Point placement records
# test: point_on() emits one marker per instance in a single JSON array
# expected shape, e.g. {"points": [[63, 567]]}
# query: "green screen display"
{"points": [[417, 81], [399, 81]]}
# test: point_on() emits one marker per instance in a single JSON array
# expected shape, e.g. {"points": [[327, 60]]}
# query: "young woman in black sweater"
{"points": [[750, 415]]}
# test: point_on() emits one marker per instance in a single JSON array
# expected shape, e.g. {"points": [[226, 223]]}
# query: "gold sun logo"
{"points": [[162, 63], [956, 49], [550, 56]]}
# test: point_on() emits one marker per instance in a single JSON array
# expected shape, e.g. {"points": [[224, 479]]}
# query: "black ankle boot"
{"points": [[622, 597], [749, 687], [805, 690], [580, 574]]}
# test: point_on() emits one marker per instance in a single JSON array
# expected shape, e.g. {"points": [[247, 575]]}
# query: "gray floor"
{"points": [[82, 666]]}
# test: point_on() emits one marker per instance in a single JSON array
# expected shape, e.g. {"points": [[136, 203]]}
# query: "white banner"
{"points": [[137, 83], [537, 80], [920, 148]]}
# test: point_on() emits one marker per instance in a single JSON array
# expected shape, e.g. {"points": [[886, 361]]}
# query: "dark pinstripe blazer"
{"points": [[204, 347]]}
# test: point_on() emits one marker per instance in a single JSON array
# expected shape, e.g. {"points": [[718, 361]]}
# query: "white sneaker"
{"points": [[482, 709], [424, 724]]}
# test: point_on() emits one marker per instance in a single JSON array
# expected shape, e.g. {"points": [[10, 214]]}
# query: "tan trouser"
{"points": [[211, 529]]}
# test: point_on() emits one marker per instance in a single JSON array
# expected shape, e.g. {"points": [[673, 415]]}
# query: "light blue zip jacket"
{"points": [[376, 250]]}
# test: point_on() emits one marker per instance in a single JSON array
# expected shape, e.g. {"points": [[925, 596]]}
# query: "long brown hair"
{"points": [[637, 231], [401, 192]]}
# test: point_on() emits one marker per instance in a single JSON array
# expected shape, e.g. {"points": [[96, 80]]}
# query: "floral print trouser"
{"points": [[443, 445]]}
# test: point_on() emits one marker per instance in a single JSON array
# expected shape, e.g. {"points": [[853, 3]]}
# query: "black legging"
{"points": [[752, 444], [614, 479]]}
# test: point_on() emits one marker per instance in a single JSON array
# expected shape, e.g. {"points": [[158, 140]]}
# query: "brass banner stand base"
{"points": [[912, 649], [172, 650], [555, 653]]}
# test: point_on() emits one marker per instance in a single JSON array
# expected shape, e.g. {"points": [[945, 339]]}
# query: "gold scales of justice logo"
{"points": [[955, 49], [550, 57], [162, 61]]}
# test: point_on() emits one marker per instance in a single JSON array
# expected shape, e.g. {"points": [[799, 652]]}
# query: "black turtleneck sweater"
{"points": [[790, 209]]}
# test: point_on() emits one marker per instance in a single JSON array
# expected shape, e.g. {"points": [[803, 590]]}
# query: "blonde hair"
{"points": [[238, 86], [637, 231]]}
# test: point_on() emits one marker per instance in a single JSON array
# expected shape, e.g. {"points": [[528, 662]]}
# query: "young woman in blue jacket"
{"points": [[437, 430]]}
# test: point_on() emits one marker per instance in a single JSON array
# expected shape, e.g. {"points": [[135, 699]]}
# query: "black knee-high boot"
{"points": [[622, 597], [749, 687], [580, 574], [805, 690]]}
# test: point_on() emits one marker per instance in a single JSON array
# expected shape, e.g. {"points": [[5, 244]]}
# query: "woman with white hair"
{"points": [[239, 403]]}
* * *
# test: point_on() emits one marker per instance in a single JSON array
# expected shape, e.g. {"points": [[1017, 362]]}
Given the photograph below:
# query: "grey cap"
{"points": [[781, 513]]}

• TASK REQUIREMENTS: Show every line of the listing above that contains the string "hair". Case matters.

• WRITTEN REPLY:
# query: "long brown hair"
# query: "blonde hair"
# query: "woman with white hair"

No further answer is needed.